# Activity
In the article on surgical epilepsy treatment below, how many infants with epileptic encephalopathy were included in the retrospective analysis?

(Page extract)

New Data for Surgical Epilepsy Treatment


Researchers demonstrated promising results in surgical treatment of epileptic encephalopathy and refractory epilepsy.

Early resective surgery should be considered in infants with epileptic encephalopathy (EE) due to malformation of cortical development for improvement of both seizure and developmental outcomes, according to research1 presented at the 69th Annual Meeting of the American Epilepsy Society (AES 2015).

The study, performed by Akio Takahashi, MD, of the National Center Hospital of Neurology and Psychiatry in Japan, and colleagues, was a retrospective analysis of 23 infants with EE who underwent epilepsy surgery between 2001 and 2012.

Most of the surgeries performed in this study were hemispherotomies but also included multi-lobar disconnection, lobar resection, lesionectomy, and callosotomy. Surgery outcomes were reported using the Engel Epilepsy Surgery Outcome Scale. Achieving a class I outcome indicates a seizure-free patient, and a class II outcome indicates rare disabling seizures.2

Of the 21 children who underwent resective surgery, 14 achieved Engel class I outcomes and 1 achieved a class II outcome. Further, all 15 children with class I or II outcomes showed improvement in psychomotor retardation.

(End Page extract)
(Data under study)

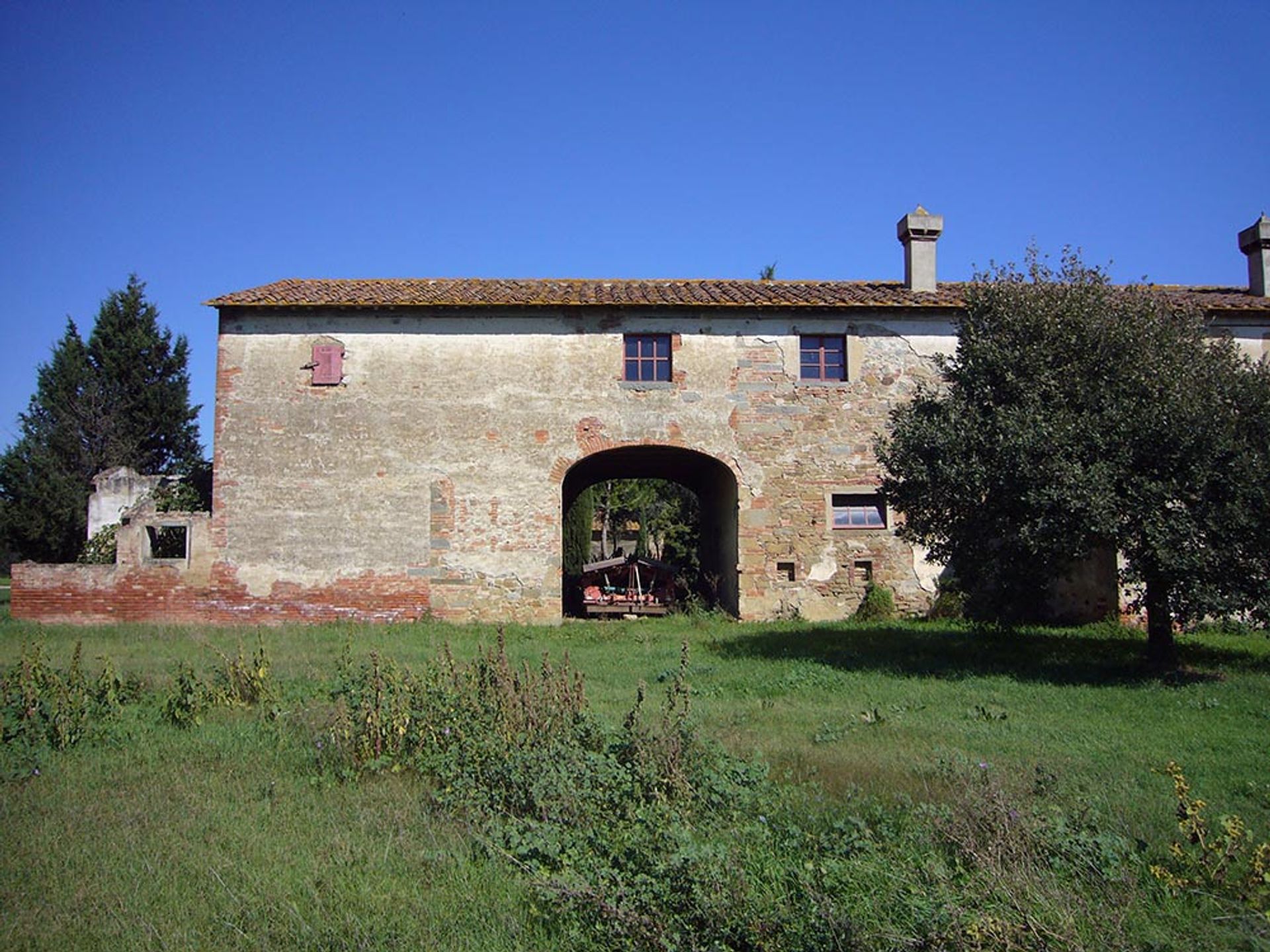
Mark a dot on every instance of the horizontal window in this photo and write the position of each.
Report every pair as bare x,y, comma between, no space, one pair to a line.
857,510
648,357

(End Data under study)
(Data under study)

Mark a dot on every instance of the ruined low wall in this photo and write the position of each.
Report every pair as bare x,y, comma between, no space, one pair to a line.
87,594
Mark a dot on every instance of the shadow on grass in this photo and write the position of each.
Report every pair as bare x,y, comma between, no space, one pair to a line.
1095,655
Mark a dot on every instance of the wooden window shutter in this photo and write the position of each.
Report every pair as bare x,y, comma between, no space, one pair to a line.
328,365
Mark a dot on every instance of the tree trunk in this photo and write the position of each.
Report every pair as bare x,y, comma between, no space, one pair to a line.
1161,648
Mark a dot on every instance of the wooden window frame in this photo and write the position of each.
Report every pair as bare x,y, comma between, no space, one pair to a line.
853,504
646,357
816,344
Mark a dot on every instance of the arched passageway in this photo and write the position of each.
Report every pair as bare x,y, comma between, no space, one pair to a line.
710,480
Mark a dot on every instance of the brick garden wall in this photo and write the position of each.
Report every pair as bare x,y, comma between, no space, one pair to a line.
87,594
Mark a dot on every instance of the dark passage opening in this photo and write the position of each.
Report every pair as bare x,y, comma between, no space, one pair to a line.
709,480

(End Data under study)
(Data under study)

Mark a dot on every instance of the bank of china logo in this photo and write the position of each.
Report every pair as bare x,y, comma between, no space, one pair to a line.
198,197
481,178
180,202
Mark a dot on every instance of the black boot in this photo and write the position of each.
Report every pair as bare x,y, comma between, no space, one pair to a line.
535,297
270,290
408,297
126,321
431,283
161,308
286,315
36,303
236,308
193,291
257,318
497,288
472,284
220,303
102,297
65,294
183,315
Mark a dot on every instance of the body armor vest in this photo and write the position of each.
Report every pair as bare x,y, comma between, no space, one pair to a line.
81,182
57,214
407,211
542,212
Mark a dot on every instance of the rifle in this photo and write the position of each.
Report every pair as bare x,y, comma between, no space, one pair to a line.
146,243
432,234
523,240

(End Data under study)

# Written response
23 infants who underwent epilepsy surgery between 2001 and 2012.